▶ _PROBLEM STATEMENT_:
Report how many lines in the rows below contain the word "black", and give only that number.
• • • • •
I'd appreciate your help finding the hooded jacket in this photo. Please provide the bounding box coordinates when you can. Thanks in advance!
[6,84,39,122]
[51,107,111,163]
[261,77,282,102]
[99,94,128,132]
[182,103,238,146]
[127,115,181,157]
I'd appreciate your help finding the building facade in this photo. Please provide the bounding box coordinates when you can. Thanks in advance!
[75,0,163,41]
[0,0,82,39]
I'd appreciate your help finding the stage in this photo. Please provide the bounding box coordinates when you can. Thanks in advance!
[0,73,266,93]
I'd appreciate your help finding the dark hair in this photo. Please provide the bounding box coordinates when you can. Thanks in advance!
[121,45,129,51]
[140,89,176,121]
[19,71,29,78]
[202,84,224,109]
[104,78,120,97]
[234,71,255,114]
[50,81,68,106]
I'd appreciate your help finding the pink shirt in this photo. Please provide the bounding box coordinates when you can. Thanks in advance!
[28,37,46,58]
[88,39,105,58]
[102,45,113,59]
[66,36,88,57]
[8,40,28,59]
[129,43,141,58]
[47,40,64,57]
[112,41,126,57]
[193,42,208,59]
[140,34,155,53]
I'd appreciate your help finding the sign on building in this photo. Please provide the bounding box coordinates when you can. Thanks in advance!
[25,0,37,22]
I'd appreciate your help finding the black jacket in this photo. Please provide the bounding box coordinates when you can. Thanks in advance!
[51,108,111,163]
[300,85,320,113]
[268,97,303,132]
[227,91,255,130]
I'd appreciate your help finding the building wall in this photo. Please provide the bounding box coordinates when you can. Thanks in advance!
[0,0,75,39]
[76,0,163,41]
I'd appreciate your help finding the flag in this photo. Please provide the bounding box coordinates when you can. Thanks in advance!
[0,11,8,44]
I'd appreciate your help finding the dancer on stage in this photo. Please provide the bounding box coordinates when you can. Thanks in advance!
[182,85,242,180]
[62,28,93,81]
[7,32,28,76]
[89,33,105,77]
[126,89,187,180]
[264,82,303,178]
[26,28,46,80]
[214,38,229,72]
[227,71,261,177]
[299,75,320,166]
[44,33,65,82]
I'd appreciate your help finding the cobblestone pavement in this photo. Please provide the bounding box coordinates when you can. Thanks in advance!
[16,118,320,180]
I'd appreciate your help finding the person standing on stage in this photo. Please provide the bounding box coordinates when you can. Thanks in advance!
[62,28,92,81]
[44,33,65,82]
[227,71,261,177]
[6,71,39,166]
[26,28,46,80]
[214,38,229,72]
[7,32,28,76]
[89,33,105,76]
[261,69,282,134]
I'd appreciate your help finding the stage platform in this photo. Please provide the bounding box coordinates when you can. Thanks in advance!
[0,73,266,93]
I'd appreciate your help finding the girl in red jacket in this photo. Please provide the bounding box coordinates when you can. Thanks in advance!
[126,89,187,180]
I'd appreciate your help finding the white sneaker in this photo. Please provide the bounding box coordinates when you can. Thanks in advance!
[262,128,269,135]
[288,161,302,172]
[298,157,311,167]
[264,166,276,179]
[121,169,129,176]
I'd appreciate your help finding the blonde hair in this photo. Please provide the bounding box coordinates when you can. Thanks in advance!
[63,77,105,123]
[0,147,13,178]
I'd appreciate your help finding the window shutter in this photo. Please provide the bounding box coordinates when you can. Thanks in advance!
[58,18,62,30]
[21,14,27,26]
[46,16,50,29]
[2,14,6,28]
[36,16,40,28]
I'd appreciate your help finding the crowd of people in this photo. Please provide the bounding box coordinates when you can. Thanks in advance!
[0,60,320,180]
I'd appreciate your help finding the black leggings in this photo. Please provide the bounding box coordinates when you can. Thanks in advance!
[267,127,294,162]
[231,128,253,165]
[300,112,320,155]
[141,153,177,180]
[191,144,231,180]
• • • • •
▶ _ANSWER BELOW_:
2